(Stored data entries)
____________________

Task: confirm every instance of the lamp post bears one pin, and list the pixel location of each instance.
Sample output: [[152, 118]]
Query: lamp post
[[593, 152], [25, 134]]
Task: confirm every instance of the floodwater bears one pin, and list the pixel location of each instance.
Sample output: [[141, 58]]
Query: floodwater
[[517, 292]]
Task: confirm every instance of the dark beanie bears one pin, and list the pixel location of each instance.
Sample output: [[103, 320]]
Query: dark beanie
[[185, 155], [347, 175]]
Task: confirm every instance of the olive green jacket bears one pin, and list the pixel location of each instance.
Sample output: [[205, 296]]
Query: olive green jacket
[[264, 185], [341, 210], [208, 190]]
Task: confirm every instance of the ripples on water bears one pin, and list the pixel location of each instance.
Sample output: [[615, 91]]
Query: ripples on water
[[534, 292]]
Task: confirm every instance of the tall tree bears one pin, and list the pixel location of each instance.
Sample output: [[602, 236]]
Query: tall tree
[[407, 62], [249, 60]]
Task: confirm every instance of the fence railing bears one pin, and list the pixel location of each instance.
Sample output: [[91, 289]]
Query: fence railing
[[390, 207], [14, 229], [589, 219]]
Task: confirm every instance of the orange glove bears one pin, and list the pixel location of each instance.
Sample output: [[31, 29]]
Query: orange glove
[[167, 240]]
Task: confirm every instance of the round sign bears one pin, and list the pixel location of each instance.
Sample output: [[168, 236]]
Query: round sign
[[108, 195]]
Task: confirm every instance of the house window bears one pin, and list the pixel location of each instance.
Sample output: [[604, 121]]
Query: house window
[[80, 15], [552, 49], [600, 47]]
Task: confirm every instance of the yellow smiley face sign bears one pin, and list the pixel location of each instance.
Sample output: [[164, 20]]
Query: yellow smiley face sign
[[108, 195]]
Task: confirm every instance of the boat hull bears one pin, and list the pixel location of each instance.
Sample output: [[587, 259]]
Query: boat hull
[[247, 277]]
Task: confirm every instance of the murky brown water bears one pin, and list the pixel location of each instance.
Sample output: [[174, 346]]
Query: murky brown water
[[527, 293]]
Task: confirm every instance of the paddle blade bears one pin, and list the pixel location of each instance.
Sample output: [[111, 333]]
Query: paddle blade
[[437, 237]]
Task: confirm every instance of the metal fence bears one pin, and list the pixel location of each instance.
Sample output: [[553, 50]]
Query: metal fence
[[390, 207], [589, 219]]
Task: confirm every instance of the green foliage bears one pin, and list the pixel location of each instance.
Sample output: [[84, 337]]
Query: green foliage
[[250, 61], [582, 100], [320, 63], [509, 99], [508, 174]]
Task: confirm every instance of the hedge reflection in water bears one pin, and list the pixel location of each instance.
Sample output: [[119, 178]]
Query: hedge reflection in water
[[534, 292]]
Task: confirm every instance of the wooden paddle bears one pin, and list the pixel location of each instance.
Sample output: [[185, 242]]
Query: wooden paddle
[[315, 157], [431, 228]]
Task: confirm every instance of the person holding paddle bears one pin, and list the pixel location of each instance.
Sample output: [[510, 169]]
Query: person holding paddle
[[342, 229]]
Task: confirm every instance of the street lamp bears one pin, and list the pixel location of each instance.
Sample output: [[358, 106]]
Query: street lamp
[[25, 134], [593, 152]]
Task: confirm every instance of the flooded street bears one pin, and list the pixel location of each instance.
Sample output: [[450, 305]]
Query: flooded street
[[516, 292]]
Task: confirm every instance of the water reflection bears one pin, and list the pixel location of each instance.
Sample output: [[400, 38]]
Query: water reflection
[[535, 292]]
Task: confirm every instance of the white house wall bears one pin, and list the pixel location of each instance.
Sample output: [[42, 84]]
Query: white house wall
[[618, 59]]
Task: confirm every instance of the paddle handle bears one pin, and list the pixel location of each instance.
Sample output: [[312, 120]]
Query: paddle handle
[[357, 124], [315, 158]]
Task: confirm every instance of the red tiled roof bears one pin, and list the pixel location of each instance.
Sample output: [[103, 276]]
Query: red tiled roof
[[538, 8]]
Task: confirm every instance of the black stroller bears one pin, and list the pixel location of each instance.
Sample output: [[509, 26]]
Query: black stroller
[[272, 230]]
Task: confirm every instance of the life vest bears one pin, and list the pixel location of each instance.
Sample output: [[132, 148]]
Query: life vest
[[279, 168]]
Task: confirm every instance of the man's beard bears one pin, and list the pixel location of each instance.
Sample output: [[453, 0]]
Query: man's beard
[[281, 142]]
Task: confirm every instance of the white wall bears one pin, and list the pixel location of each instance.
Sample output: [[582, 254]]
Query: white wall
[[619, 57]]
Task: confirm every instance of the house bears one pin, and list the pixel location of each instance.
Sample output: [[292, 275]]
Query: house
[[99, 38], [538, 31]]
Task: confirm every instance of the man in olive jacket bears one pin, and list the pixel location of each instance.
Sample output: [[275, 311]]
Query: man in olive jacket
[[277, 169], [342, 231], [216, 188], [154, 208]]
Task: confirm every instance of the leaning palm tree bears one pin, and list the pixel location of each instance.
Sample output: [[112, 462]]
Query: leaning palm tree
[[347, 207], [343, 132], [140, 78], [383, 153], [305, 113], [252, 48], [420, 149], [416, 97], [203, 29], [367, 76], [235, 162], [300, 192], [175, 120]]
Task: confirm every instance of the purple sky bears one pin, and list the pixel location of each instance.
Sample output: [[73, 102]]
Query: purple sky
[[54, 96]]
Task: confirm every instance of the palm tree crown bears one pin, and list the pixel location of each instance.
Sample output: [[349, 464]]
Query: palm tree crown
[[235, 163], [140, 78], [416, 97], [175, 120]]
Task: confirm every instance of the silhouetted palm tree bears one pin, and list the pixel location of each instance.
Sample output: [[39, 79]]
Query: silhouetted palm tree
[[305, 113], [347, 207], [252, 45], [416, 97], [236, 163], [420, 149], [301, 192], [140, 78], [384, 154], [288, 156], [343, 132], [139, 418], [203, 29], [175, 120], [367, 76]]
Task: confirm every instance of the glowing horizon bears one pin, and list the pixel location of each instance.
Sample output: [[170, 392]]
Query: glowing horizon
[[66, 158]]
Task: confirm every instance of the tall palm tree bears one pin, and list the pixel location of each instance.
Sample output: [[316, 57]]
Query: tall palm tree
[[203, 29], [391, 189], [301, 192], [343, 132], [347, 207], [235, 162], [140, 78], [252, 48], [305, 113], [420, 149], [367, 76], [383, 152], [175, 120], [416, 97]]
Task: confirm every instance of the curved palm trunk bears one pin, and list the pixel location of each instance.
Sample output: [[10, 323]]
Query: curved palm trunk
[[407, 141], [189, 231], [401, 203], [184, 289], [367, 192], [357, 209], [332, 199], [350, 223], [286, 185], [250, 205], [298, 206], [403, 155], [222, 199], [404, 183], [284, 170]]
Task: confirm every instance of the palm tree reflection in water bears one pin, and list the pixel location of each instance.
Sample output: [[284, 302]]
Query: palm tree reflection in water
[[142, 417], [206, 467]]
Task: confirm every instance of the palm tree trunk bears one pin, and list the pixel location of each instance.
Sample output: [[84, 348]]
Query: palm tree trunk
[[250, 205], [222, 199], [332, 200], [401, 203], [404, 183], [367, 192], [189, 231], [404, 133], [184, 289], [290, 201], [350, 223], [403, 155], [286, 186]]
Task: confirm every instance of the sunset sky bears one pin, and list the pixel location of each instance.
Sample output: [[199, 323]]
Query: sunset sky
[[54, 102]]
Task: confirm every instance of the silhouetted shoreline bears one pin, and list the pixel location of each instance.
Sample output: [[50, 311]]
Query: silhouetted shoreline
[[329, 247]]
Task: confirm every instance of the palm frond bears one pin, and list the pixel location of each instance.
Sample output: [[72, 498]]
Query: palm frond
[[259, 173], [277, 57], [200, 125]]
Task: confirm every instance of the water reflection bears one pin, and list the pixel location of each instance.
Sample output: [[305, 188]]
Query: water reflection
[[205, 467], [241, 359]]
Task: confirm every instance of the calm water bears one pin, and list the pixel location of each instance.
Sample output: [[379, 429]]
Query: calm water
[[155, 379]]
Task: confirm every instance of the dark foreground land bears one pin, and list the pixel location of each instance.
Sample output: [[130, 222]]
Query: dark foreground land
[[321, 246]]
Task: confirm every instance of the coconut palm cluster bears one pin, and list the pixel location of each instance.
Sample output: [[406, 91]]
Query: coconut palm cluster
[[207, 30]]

____________________

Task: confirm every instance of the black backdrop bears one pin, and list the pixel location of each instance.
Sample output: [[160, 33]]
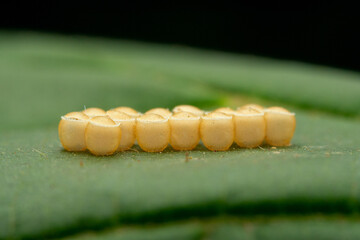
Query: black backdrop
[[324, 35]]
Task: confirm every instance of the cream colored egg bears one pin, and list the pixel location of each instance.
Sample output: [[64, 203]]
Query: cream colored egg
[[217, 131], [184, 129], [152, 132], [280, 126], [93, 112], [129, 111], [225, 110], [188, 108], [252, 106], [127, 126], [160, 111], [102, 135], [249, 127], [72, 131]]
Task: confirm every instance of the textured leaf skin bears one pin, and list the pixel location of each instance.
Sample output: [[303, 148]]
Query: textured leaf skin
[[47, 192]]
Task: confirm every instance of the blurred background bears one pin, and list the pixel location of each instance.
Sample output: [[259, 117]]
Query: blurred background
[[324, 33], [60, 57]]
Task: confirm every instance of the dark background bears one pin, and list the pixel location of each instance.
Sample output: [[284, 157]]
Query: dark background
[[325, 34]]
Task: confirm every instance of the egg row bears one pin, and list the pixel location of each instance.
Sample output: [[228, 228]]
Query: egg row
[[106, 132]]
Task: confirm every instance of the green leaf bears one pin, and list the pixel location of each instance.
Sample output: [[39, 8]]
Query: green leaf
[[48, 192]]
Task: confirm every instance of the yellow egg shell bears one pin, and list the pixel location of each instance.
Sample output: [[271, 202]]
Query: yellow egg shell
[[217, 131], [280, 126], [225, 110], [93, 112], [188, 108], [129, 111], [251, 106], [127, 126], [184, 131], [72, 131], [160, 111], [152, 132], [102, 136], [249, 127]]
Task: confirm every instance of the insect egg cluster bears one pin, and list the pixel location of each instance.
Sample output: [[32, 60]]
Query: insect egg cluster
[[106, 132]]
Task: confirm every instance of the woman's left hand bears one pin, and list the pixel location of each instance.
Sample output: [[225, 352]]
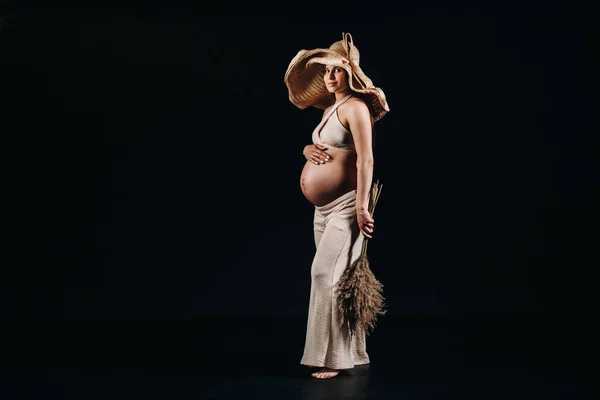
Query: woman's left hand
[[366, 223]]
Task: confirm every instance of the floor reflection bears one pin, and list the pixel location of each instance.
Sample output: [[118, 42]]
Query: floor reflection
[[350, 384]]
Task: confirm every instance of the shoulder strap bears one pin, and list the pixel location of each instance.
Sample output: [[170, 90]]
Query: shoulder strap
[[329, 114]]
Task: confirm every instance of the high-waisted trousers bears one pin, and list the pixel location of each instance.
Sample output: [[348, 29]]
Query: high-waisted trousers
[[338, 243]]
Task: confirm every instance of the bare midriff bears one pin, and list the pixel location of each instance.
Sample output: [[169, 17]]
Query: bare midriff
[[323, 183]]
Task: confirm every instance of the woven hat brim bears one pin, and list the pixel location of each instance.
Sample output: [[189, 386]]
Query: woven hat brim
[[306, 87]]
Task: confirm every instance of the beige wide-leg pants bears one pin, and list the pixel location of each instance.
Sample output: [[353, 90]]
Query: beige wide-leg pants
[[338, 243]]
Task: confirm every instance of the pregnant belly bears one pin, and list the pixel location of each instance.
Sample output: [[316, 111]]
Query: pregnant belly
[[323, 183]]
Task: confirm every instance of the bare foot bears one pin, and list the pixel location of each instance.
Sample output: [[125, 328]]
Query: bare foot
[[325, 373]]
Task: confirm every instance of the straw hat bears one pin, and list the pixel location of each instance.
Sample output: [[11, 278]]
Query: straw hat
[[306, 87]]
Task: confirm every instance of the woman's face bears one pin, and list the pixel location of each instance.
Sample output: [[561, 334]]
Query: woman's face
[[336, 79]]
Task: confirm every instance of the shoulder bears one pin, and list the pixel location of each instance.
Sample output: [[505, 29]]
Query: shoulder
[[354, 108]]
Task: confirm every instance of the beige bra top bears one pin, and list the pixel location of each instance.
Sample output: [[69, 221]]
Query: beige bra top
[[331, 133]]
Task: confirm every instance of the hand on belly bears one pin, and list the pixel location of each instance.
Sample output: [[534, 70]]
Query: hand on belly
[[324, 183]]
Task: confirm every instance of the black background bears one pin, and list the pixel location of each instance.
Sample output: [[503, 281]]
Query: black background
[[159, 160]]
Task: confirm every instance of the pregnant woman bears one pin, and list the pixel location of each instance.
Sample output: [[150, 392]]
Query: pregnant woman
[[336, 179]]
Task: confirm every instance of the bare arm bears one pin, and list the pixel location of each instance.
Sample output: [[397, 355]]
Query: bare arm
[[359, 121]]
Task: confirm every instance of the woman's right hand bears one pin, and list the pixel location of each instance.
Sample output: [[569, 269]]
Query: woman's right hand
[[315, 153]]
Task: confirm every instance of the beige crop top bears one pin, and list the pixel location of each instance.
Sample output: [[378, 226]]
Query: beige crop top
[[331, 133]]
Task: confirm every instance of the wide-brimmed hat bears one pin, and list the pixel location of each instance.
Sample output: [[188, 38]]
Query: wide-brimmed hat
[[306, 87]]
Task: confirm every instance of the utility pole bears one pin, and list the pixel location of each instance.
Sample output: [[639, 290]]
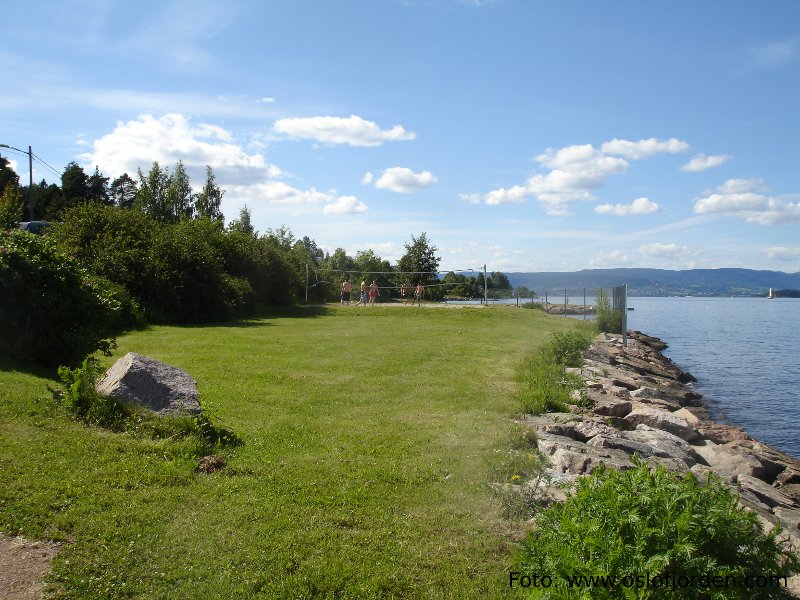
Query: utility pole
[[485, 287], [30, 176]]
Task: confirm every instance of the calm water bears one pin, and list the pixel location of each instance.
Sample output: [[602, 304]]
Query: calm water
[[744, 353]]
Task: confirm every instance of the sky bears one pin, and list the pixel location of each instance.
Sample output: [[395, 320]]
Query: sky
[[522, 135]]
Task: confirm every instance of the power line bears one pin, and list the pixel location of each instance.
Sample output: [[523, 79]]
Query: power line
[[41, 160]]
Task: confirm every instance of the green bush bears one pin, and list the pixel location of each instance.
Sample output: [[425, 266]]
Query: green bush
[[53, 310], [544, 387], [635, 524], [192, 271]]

____________________

Could you return, word for word, the run of items that opens with the line containing "Task: confirm every instance of the lamp" and closes with the line containing "[[185, 155], [347, 175]]", including both of those lines?

Task: confirm every instance of the lamp post bears one pin, and list the pixel location of each instance.
Sample output: [[152, 118]]
Query: lamp post
[[593, 152], [25, 134]]
Task: confirm every instance of the floodwater bears one pin, and list the pixel location of each instance.
Sample output: [[141, 58]]
Query: floodwater
[[517, 292]]
Task: confirm every instance of the dark beanie bears one pin, and list the pixel location of each instance.
Sample output: [[103, 320]]
Query: dark beanie
[[185, 155], [347, 175]]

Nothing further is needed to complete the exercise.